* Data to use *
######

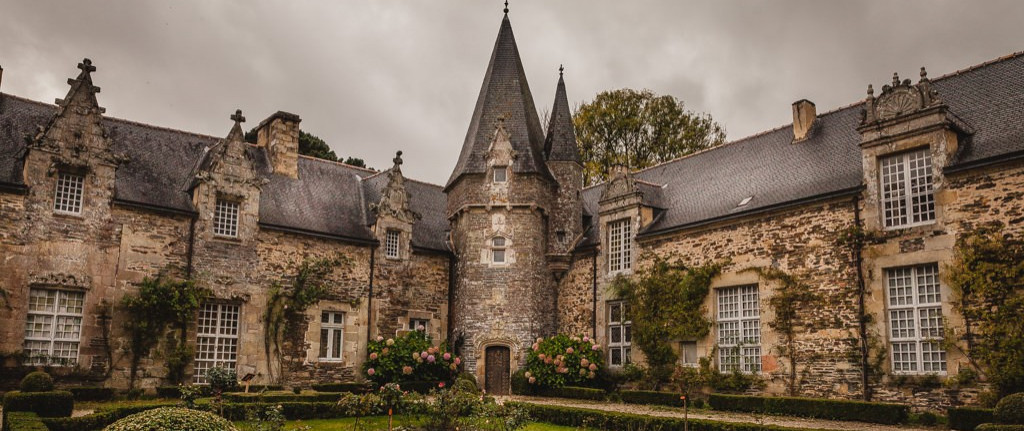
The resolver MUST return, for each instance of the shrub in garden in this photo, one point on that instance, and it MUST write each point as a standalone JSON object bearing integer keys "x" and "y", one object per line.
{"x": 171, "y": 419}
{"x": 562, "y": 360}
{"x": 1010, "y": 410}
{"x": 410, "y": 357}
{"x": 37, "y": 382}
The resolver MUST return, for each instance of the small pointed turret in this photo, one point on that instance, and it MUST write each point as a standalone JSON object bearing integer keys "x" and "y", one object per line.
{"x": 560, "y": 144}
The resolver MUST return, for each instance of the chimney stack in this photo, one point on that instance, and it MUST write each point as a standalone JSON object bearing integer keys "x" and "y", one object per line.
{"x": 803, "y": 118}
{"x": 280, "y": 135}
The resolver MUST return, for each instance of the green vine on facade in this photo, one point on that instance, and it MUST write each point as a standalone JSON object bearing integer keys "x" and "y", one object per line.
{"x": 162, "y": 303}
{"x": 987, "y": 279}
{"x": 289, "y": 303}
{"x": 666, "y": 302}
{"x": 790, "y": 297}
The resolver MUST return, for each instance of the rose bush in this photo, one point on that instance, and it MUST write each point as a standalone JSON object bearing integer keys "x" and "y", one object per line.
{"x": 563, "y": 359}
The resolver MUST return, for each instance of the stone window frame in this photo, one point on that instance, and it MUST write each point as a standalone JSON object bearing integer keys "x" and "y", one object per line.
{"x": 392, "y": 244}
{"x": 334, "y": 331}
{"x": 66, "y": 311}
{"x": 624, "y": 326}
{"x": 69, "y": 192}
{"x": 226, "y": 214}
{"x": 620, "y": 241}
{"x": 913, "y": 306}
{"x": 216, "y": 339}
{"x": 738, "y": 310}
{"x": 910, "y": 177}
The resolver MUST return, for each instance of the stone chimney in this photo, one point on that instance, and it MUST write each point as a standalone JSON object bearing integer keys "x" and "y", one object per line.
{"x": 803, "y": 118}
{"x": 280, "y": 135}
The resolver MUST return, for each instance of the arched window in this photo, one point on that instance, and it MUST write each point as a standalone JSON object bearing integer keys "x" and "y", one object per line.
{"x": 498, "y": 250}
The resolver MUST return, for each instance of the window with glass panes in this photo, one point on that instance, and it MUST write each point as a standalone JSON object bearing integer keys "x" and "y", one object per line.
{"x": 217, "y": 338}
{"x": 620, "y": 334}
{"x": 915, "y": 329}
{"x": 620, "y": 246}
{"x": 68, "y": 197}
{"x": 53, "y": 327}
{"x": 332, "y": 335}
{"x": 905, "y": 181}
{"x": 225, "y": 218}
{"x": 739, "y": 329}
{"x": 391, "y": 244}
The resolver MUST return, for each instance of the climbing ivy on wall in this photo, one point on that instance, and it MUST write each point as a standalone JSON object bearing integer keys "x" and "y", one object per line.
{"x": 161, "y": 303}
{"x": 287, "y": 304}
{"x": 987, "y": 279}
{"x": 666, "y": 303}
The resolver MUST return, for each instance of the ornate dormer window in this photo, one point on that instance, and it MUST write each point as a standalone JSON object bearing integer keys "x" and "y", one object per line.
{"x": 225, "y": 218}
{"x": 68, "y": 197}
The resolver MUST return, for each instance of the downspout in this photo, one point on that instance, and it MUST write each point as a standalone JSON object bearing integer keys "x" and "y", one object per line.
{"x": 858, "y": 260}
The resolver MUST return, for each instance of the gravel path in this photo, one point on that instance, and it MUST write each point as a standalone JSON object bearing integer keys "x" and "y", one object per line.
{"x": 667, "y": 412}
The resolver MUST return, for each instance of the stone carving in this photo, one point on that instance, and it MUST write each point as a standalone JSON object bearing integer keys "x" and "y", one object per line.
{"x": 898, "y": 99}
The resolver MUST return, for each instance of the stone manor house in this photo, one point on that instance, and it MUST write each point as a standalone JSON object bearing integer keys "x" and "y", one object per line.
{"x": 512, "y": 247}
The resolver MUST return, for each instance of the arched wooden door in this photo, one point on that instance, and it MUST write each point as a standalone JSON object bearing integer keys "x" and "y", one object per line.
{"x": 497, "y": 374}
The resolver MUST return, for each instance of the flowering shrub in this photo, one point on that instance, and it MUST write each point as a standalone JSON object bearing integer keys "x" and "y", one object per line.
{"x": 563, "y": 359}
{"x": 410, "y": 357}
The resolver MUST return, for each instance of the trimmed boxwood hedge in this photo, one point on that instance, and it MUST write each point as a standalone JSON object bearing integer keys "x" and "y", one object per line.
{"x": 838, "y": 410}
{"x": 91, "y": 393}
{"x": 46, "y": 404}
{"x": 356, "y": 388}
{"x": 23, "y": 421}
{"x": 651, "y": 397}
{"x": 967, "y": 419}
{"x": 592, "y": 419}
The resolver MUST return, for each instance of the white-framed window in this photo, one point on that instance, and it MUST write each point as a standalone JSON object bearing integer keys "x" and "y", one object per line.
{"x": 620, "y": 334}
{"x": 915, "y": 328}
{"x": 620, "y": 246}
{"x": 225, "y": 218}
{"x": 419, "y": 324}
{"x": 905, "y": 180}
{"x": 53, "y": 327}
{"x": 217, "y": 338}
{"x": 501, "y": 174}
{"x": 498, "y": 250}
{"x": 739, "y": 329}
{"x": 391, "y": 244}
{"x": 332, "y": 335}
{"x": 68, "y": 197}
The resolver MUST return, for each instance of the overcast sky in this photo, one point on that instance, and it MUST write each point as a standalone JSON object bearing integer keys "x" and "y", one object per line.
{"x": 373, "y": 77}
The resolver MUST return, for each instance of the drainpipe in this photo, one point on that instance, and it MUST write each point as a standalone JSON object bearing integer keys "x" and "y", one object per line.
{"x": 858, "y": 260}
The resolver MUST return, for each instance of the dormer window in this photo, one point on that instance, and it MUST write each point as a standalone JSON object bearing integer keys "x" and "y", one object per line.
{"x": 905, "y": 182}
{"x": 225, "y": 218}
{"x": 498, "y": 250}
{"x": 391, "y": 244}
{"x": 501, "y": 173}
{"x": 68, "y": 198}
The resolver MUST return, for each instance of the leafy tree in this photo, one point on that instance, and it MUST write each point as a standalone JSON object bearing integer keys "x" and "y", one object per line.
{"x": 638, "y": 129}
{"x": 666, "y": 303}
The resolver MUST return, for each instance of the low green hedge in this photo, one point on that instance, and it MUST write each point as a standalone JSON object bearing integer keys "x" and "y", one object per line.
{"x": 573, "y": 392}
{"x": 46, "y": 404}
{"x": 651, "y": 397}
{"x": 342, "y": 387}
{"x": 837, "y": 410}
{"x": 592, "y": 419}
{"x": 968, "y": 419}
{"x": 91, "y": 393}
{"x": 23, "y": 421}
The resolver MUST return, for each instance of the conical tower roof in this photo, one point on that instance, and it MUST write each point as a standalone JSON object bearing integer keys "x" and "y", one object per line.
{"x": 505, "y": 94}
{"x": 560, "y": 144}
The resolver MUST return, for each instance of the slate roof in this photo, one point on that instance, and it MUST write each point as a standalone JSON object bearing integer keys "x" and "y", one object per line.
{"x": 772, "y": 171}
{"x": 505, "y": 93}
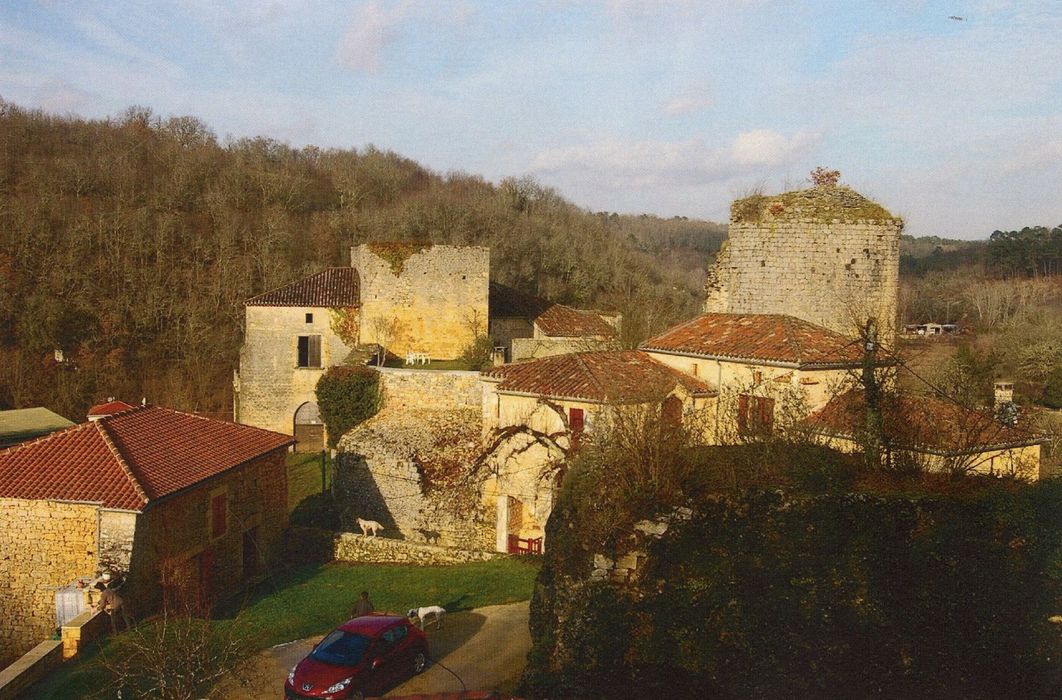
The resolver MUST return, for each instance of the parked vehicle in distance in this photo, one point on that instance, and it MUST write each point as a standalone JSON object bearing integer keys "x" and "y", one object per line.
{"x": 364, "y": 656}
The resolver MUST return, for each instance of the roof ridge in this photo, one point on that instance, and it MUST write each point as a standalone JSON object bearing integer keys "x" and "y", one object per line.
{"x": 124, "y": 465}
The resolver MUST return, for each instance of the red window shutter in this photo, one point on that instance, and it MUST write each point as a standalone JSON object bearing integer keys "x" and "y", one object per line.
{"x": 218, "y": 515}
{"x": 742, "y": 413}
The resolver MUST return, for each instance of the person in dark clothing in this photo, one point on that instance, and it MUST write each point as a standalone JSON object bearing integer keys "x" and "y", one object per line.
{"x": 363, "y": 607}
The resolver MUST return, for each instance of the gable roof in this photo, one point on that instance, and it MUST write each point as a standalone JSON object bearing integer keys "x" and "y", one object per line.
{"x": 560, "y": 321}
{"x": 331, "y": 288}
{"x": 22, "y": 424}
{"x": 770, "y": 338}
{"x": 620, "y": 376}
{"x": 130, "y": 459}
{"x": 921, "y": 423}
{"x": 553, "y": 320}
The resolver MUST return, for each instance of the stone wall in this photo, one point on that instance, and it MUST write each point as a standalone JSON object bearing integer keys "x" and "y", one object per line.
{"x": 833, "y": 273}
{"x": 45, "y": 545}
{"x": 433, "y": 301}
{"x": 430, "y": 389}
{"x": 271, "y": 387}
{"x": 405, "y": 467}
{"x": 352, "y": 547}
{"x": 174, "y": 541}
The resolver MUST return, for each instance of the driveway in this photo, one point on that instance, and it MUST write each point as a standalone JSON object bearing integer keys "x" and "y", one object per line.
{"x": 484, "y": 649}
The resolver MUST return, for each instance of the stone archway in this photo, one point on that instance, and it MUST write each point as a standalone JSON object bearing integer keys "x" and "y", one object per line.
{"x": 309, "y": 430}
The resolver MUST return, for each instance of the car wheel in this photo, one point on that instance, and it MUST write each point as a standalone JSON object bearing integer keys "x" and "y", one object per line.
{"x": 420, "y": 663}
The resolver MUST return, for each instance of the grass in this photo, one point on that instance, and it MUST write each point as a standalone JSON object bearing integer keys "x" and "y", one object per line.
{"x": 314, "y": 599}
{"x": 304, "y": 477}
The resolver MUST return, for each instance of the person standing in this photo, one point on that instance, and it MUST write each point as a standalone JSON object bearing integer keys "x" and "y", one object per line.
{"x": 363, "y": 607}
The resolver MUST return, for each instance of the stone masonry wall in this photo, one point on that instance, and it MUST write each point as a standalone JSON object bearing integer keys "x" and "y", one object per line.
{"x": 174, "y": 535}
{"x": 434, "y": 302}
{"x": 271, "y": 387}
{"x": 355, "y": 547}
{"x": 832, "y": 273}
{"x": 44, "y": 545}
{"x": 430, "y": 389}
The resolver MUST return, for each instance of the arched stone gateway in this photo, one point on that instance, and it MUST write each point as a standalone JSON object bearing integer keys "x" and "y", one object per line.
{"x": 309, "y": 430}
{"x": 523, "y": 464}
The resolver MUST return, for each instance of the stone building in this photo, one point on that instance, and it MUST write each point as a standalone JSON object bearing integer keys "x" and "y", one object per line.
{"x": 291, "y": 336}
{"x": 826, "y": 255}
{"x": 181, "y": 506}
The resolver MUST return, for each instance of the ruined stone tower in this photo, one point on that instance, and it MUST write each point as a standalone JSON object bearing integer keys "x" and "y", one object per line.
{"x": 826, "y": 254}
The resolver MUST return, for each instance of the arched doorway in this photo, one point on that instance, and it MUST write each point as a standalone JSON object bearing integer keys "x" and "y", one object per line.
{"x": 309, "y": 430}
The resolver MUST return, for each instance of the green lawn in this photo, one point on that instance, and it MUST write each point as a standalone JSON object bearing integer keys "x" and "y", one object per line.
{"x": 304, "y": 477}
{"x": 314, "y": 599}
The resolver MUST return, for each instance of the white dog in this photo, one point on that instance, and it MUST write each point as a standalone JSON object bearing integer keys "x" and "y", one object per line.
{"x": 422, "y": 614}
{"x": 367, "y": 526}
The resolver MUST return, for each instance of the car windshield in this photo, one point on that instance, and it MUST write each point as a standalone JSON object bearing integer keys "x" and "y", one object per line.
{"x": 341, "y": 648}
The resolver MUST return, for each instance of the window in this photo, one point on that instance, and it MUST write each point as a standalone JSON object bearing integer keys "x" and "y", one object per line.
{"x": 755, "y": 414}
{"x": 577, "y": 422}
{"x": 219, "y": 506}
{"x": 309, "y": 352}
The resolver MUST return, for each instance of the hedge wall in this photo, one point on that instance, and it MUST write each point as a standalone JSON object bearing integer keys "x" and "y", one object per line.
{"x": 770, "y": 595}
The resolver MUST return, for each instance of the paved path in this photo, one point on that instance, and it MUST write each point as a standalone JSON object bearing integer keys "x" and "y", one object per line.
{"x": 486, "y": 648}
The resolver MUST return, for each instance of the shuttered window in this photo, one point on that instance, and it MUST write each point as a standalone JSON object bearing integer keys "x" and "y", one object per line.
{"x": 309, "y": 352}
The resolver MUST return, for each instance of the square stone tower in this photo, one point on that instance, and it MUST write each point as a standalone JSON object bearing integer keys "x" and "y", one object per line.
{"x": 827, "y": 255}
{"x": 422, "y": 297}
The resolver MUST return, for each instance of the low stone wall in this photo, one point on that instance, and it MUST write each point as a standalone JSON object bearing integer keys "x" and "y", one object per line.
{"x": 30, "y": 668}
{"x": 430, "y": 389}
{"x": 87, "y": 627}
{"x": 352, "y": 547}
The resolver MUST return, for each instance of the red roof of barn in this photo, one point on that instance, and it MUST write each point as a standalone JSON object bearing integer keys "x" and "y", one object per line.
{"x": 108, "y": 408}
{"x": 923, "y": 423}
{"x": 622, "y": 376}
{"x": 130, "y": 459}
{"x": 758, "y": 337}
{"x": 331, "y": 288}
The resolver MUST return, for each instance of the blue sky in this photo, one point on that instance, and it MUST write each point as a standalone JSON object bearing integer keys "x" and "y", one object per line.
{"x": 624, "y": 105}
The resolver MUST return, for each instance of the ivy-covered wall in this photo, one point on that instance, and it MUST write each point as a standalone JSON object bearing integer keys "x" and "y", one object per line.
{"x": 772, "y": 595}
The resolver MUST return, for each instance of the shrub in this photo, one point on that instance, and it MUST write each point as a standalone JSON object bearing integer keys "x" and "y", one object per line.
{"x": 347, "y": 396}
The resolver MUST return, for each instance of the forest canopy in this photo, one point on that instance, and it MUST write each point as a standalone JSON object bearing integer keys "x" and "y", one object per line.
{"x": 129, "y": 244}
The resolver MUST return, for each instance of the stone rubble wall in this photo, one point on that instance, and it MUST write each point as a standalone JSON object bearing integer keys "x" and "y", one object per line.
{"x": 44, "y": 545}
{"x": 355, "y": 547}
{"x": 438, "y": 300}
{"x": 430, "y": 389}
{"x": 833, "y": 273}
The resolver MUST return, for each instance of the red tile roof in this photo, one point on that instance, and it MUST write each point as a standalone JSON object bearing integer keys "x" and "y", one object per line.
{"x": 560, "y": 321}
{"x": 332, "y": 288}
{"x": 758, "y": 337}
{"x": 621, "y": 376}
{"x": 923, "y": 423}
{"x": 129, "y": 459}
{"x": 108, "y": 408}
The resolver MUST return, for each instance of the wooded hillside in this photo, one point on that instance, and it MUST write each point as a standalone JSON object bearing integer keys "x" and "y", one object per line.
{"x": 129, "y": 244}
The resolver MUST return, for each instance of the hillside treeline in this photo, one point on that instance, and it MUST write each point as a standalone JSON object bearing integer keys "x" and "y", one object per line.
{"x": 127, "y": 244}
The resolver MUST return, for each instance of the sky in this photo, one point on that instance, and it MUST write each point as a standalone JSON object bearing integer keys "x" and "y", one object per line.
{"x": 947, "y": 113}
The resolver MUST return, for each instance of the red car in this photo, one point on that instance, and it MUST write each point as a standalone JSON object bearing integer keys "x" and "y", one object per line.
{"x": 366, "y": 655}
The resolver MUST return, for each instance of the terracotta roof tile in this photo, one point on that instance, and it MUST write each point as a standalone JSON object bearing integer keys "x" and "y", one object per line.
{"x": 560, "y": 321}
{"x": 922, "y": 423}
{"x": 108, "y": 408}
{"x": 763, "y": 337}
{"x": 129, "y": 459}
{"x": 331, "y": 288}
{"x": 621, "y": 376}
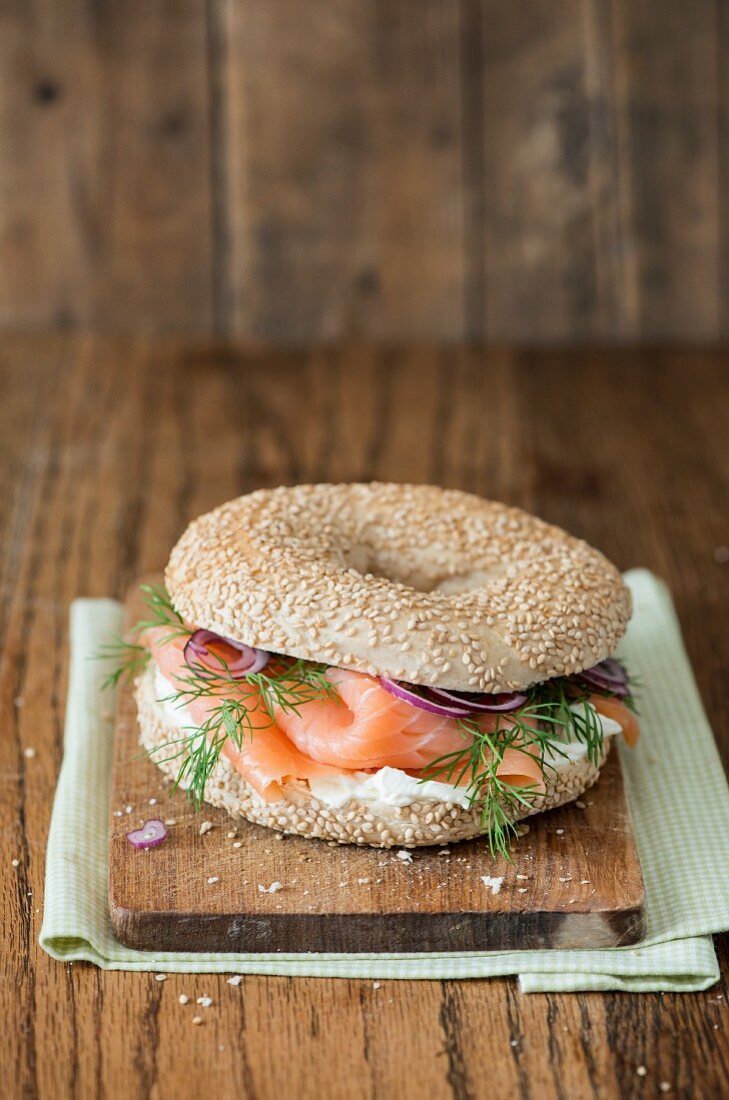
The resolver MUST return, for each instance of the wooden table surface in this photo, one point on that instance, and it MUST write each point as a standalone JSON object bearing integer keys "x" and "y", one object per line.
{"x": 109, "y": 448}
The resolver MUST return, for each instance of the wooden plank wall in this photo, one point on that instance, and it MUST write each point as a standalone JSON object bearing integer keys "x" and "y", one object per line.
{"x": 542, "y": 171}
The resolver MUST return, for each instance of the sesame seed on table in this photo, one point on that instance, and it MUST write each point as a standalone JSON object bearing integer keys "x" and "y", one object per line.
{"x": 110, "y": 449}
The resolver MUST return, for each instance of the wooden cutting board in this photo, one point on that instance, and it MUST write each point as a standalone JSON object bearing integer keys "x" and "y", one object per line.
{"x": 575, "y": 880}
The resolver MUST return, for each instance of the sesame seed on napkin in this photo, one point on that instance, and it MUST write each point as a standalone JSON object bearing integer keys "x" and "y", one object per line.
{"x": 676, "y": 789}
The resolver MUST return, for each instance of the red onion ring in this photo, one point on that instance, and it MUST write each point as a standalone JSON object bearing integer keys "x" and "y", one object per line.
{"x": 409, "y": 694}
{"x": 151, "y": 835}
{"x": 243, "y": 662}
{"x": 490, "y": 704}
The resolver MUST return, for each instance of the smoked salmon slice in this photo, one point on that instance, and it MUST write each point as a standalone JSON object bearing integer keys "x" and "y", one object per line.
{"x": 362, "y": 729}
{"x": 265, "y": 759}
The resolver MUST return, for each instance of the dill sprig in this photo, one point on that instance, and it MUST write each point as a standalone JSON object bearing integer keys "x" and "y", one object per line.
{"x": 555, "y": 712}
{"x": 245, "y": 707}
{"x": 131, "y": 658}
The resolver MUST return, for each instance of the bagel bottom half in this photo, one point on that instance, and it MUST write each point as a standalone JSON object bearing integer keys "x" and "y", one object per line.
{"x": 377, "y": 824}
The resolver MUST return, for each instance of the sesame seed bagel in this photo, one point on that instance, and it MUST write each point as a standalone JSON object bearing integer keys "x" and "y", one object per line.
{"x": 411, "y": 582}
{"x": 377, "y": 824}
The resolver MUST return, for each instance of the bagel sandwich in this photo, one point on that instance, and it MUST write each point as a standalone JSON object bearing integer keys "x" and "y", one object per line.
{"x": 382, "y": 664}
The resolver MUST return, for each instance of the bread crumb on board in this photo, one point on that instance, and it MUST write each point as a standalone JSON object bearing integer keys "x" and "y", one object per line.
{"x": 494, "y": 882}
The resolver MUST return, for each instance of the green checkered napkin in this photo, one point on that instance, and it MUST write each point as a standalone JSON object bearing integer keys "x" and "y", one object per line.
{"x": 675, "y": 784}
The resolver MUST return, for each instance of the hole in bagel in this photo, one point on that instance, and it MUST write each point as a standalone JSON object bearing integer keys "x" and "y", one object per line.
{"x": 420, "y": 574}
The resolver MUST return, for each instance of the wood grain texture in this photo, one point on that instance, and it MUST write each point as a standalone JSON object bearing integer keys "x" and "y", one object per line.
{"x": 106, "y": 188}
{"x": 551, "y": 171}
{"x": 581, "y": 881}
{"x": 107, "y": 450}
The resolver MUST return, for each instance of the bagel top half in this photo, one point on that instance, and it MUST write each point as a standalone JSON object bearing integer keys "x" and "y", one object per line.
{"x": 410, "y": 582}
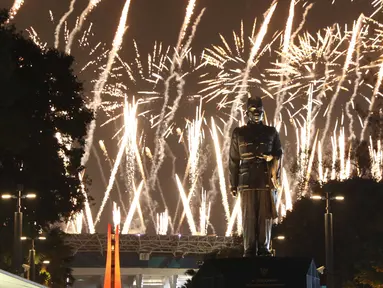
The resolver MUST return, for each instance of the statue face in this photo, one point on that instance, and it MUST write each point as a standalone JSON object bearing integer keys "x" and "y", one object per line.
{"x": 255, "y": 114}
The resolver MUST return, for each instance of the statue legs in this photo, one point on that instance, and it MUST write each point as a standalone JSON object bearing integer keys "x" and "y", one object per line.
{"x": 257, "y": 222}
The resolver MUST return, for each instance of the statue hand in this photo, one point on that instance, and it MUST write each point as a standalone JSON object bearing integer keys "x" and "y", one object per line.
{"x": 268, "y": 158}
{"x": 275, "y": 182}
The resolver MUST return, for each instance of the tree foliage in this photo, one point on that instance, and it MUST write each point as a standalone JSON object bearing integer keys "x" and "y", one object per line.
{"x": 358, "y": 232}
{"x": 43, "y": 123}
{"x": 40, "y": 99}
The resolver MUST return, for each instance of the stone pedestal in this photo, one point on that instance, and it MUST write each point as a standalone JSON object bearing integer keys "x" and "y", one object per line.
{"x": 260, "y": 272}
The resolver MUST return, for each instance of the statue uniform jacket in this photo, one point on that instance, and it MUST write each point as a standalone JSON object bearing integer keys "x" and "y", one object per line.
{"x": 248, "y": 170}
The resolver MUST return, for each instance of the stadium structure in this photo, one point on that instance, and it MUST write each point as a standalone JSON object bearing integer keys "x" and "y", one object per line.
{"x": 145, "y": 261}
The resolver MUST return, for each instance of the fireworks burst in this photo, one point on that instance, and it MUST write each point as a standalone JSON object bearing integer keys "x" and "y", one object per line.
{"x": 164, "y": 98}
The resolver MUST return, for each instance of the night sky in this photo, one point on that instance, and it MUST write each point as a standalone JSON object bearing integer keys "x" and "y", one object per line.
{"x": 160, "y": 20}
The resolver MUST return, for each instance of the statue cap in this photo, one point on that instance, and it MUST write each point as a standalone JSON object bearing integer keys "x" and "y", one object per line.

######

Restate word for word the lines above, beginning with the one that contains "The resolver MUST return, for each instance of the night" and ending with the last line.

* Written answer *
The resolver MUST return, for each instance of the night sky in this photo, one point on that instance, and it MUST write each point as a standalone JSON object bearing integer keys "x" and "y", one object per line.
{"x": 160, "y": 20}
The resolver MUST return, for each instance of the statue cap in this photo, one point on that instance, and it MUST write each point as a standalone JSON object bearing integer keys "x" and "y", one object per line.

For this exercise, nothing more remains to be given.